● Set exercise
Write out every record below exactly as it appears.

•••

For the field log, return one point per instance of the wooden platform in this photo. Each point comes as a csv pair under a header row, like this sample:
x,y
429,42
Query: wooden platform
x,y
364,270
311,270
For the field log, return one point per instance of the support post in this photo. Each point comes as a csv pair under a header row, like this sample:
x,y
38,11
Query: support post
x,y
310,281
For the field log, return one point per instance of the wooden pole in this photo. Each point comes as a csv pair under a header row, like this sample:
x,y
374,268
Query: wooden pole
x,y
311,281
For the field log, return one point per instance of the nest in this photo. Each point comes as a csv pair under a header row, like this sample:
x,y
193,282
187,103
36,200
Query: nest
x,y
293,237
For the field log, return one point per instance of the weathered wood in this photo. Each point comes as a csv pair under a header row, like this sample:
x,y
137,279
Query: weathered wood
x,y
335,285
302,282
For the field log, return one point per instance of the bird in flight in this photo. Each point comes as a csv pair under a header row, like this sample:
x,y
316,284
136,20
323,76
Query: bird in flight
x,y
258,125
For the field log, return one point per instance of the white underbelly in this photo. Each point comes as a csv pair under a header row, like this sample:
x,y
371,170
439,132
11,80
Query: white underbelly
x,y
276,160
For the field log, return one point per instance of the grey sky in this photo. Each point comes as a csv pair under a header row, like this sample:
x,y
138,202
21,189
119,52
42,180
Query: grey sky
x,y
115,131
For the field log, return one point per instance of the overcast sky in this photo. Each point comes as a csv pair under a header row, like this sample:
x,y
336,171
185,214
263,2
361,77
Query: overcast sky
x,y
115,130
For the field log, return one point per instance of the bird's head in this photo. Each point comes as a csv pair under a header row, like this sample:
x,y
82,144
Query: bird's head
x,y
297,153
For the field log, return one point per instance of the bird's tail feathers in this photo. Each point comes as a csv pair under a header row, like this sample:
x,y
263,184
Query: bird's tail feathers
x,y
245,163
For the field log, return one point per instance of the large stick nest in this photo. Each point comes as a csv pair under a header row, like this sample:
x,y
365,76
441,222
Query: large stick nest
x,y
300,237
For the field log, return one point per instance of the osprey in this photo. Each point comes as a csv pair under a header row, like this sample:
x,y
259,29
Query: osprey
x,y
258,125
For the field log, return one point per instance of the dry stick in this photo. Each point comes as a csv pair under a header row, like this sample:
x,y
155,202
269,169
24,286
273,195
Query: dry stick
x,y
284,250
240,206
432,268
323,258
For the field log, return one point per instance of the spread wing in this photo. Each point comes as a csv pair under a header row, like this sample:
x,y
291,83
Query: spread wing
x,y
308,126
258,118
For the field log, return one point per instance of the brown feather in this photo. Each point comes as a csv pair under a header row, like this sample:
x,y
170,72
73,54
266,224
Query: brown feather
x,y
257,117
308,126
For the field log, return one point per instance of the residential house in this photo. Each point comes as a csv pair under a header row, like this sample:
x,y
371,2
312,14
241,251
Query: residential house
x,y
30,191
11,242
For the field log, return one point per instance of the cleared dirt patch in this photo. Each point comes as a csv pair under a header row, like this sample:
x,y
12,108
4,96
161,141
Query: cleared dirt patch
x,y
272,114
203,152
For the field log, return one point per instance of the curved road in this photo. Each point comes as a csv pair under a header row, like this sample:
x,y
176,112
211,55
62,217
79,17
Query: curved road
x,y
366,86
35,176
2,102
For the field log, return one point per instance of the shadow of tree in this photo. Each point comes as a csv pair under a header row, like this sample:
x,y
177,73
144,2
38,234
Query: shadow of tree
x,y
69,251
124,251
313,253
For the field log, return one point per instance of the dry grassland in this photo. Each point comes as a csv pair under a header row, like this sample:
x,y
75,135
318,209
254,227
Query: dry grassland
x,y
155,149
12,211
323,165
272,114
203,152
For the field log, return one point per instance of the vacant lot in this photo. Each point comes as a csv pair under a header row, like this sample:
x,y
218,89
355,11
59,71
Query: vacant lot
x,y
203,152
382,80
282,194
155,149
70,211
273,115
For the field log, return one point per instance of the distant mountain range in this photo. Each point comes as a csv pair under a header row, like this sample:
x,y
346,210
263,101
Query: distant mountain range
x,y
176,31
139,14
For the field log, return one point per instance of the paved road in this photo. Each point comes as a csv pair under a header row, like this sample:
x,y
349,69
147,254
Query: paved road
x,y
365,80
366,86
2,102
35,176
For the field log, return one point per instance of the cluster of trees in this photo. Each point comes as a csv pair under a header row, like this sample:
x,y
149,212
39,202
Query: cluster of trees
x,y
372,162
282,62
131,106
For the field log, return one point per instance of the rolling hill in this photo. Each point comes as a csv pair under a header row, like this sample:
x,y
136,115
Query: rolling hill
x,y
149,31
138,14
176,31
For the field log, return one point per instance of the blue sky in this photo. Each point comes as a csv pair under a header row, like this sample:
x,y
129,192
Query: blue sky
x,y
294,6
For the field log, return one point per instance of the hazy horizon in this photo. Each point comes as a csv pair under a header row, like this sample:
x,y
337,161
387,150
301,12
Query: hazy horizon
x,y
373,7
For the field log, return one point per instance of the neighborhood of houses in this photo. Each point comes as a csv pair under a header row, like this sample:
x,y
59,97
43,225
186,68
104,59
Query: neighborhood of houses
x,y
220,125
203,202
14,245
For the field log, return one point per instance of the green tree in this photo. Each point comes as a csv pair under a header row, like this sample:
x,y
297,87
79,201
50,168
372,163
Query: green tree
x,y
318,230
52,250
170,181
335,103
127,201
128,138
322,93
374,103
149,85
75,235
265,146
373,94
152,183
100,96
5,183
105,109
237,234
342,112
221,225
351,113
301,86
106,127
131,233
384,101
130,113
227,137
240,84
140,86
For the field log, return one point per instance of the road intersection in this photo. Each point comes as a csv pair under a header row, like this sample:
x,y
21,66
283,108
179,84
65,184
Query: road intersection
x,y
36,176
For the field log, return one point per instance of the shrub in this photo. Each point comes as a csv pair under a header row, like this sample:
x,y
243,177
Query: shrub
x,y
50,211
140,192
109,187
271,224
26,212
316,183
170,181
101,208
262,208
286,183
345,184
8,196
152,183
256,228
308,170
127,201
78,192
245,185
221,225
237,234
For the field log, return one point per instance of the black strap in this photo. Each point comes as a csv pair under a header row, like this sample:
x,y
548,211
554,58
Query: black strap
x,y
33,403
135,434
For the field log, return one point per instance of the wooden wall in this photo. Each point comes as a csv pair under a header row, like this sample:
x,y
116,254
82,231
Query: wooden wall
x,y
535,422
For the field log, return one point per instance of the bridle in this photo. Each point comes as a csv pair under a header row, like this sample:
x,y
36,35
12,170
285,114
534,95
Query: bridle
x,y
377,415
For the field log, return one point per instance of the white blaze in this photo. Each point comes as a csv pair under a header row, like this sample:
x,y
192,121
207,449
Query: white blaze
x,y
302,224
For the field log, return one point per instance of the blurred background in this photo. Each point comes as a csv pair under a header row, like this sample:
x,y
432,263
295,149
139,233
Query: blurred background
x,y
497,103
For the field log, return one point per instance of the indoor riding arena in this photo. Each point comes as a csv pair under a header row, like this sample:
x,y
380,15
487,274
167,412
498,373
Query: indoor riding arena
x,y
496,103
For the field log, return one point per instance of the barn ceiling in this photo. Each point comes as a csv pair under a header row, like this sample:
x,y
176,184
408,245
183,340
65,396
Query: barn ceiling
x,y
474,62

•••

● Task response
For the field log, return one point per instance of the wooden platform in this photo. Each point comes as a csv pair under a header row, like this sample:
x,y
429,42
Query: wooden platform
x,y
364,270
311,270
For the field log, return one point per instance of the support post in this photo. Each point comes as a csv pair under a header row, like this sample:
x,y
38,11
Query: support post
x,y
310,281
For the field log, return one point per instance of the wooden pole in this photo. Each point comes as a csv pair under a header row, like this sample:
x,y
374,268
Query: wooden pole
x,y
311,281
For the field log, return one point per instance of the nest in this photo. Each point comes as a csv pair under a header row, like this sample:
x,y
193,282
187,103
36,200
Query: nest
x,y
293,237
For the field log, return one point per instance of the weathered wood in this photo. Each point comes as a csv pair under a header row, like this sample:
x,y
137,279
Query: weathered wood
x,y
335,285
302,282
For the field log, return one point per instance of the bird in flight in this photo. Each point comes as a csv pair under a header row, like this sample:
x,y
316,284
136,20
323,76
Query: bird in flight
x,y
258,125
For the field log, return one point per instance of the white underbelly in this photo. Each point comes as a csv pair under a header row, like this sample:
x,y
371,170
439,132
11,80
Query: white underbelly
x,y
276,160
For the field log, return one point per instance of the grey sky in this photo. Each point comes as a csv pair under a header row, like this sample:
x,y
138,202
21,189
119,52
42,180
Query: grey sky
x,y
115,131
For the field log, return one point per instance of the overcast sky in this photo. Each point comes as a csv pair under a header row, like this sample:
x,y
336,171
185,214
263,2
361,77
Query: overcast sky
x,y
115,130
For the field log, return one point per instance of the bird's head in this photo. Each point comes as a csv pair under a header row, like this sample:
x,y
82,144
Query: bird's head
x,y
297,153
For the field log, return one point per instance of the bird's tail feathers in this photo. Each point comes as a csv pair under a header row, like this sample:
x,y
263,184
Query: bird's tail feathers
x,y
245,163
For the field log, return one point per instance of the large stick nest in this photo. Each point comes as a csv pair under a header row, like this sample:
x,y
365,76
441,222
Query: large stick nest
x,y
300,237
For the field log, return one point per instance of the osprey in this photo. Each point comes as a csv pair under a header row, like this sample:
x,y
259,29
Query: osprey
x,y
258,125
For the field log, return one point per instance of the dry stick in this photo. Each point comes as a csv pair under a header row, like this sample:
x,y
155,202
269,169
24,286
273,195
Query: dry stick
x,y
284,250
240,206
432,268
323,258
For the field log, return one point per instance of the spread wing in this photo. Each point comes as a csv pair under a header row, like this sample:
x,y
291,83
Query: spread wing
x,y
308,126
258,118
For the field log, return one point per instance of the brown feather in this photo. Each point comes as a csv pair under a header row, like this sample:
x,y
170,72
73,54
266,224
Query: brown feather
x,y
257,117
308,126
For the field log, return one point per instance of the residential house in this photo. Each point comes as a csv pair under a header row, like this sample:
x,y
371,2
312,14
241,251
Query: residential house
x,y
30,191
11,242
For the field log, return one point per instance of the cleared dirt patch in this photo. Each point comes as a csv pair under a header row, like this sample:
x,y
12,108
4,96
161,141
Query: cleared dirt patch
x,y
272,114
203,152
For the field log, return one point per instance of the curved road in this photo. Each point comes as a csv pair under a header row, like this sample:
x,y
176,112
211,55
62,217
79,17
Query: curved road
x,y
366,86
35,176
2,102
For the field log, return one point per instance of the shadow of tree in this photo. Each point comes as a csv pair under a header row, like this sample:
x,y
177,73
144,2
38,234
Query: shadow of tree
x,y
69,251
124,251
313,253
For the field log, return one point per instance of the dry grassland in this photo. Each point comes as a csv pair under a header row, like this sample:
x,y
75,135
318,209
254,227
Query: dry grassland
x,y
155,149
12,211
323,165
272,114
203,152
For the field log, return one point per instance of the vacant lot in this photo. Each point comes as a csv pair under a header row, like this sample:
x,y
218,89
355,11
59,71
Query: vacant lot
x,y
203,152
382,80
282,194
155,149
70,211
273,115
For the field log, return one point per instance of the distant mountain range in this photo. Each point comes as a csv pair under a header row, like this sample:
x,y
346,210
263,101
Query: distant mountain range
x,y
176,31
139,14
For the field log, return one point per instance of the paved road in this photo. Each point comes as a csv pair under a header row, like this sample:
x,y
349,69
147,254
Query: paved road
x,y
365,80
366,86
2,102
35,176
For the field log, return one point per instance of the cluster of trees in this photo. Each point comes as a csv pair under a header row, like this sample:
x,y
149,212
39,202
Query: cluster of trees
x,y
372,162
282,62
131,106
For the field log, return one point per instance of the rolling hill in this photo. Each point comes as a csv pair under a header row, like this sample:
x,y
136,115
Query: rolling hill
x,y
149,31
138,14
176,31
For the field log, return one point per instance of the blue sky in this photo. Each point comes as a csv pair under a header row, like this sample:
x,y
129,192
Query: blue sky
x,y
294,6
For the field log, return one point per instance of the hazy horizon in this photo. Each point comes as a csv pair under a header row, like this sample:
x,y
337,161
387,150
301,12
Query: hazy horizon
x,y
373,7
For the field log, return one point per instance of the neighborhood of houses in this photo. Each point comes as a csv pair under a header row, like this sample:
x,y
59,97
43,225
186,68
104,59
Query: neighborhood of houses
x,y
220,125
203,202
14,245
For the field log, return one point per instance of the green tree in this photo. Each point comes as a csv pair under a header row, like this sample:
x,y
297,87
79,201
50,168
372,163
Query: green tree
x,y
318,230
52,250
170,181
335,103
127,201
128,138
322,93
374,103
149,85
75,235
265,146
373,94
152,183
100,96
5,183
105,109
237,234
342,112
221,225
351,113
301,86
106,127
131,233
384,101
130,113
227,137
240,84
140,86
For the field log, return one point per instance of the road intersection in this photo. Each point comes as a csv pair under a header row, like this sample:
x,y
21,66
283,108
179,84
65,184
Query: road intersection
x,y
36,176
For the field log, return one point per instance of the shrub in this photo. Each point comes as a csv pair under a header row, like this sample:
x,y
243,177
Query: shrub
x,y
50,211
140,192
109,187
271,224
26,212
316,183
170,181
101,208
262,208
286,183
345,184
8,196
152,183
256,228
308,170
127,201
78,192
245,185
221,225
237,234
For the field log, return one point per instance of the black strap in this photo. Each point comes as a csv pair under a header row, like this sample:
x,y
548,211
554,58
Query: black strap
x,y
33,403
135,434
For the field log, return one point per instance of the wooden wall in this photo. Each point comes as a csv pair under a header row, like this sample:
x,y
116,254
82,231
Query: wooden wall
x,y
535,422
For the field log, return one point per instance of the bridle in this photo. Each point comes as a csv pair under a header row, like this sample:
x,y
36,35
12,170
285,114
534,95
Query: bridle
x,y
377,415
For the field log, return one point per instance of the white blaze in this photo. Each point comes as a csv pair under a header row, like this sample:
x,y
192,121
207,449
Query: white blaze
x,y
302,224
For the field log, return one point per instance of the blurred background in this photo. Each point comes as a csv pair under a header row, like this sample:
x,y
432,263
295,149
139,233
Query: blurred background
x,y
497,103
For the field log, return one point per instance of the indoor riding arena in this photo. Each point comes as a csv pair under a header row, like this sample:
x,y
380,15
487,274
167,412
498,373
Query: indoor riding arena
x,y
496,103
For the field log, return one point per instance of the barn ceiling in this photo. Each point comes as a csv pair under a header row, like this sample:
x,y
176,184
408,245
183,340
65,396
Query: barn ceiling
x,y
474,62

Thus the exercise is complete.